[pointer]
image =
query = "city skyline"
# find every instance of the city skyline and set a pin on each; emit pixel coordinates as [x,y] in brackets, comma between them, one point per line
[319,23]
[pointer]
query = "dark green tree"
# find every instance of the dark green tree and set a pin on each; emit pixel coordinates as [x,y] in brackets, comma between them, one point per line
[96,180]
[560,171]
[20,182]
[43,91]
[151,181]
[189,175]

Exercise goal:
Return the data exactly, every line included.

Solution for this problem:
[pointer]
image =
query = "city skyline"
# find every instance of the city skyline and set a pin on each; emit pixel coordinates as [x,y] in brackets, comma between them, one point per line
[319,23]
[pointer]
query = "dark green tree"
# find every instance of the dark green tree and set a pin on each; emit pixel coordinates as [x,y] in brackets, comma between them, one point per line
[96,180]
[560,171]
[20,182]
[43,91]
[151,181]
[189,175]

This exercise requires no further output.